==== Provided data ====
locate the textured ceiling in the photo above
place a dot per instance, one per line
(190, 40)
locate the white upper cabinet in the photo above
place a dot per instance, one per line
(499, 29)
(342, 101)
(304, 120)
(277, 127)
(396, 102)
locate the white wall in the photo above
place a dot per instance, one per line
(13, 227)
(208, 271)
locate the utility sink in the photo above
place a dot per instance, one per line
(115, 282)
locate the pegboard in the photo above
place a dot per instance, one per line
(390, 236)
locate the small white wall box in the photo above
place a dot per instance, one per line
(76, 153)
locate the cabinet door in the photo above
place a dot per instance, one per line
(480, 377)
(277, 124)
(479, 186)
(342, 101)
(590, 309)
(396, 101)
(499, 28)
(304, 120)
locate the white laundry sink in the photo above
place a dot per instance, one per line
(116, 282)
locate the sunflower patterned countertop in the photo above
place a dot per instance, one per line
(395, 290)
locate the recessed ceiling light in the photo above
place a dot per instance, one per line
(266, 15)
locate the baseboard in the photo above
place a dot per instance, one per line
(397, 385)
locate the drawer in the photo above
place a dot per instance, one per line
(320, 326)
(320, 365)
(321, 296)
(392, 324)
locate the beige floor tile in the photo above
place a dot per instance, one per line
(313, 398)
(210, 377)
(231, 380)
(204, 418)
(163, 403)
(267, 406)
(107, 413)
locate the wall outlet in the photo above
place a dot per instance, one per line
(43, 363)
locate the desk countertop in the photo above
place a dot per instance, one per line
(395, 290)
====
• [The problem]:
Convert every line of the data above into a JSON array of strings, with one string per line and blank lines omitted.

• [Final answer]:
[
  "locate the textured ceiling in the photo above",
  "place a dot per instance, one per line",
  "(190, 40)",
  "locate the white upper cabinet in the photo above",
  "place a dot per instance, one per line",
  "(499, 29)",
  "(342, 101)",
  "(304, 120)",
  "(277, 127)",
  "(396, 102)",
  "locate the white wall in the photo above",
  "place a dot per instance, one per line",
  "(13, 227)",
  "(208, 271)",
  "locate the utility sink in the photo above",
  "place a dot per instance, one per line",
  "(115, 282)",
  "locate the pegboard in the photo above",
  "place a dot per instance, one per line",
  "(390, 236)",
  "locate the small white wall box in the photo above",
  "place a dot per instance, one per line",
  "(76, 153)",
  "locate the cabinet door in the photo above",
  "place a dot per instance, one per line",
  "(480, 377)",
  "(277, 124)",
  "(479, 186)",
  "(342, 101)",
  "(590, 309)",
  "(396, 101)",
  "(499, 28)",
  "(304, 120)",
  "locate the white laundry sink in the photo above",
  "place a dot per instance, one per line",
  "(116, 282)",
  "locate the sunflower patterned countertop in the photo above",
  "place a dot per instance, one per line",
  "(395, 290)",
  "locate the recessed ceiling light in the photo above",
  "place a dot per instance, one per line",
  "(266, 15)",
  "locate the baseboard in the photo above",
  "place a dot per instance, one per line",
  "(397, 385)",
  "locate the drawer in the photo above",
  "place a dot per instance, one per line",
  "(320, 326)",
  "(320, 365)",
  "(321, 296)",
  "(392, 324)",
  "locate the beige floor tile in the photo above",
  "place a dot per instance, one per line",
  "(313, 398)",
  "(210, 377)",
  "(231, 380)",
  "(204, 418)",
  "(163, 403)",
  "(267, 406)",
  "(107, 413)",
  "locate the wall outlet in the photo above",
  "place a dot per instance, one per line",
  "(43, 363)",
  "locate the desk countertop in the photo above",
  "place a dot per instance, one per line",
  "(395, 290)"
]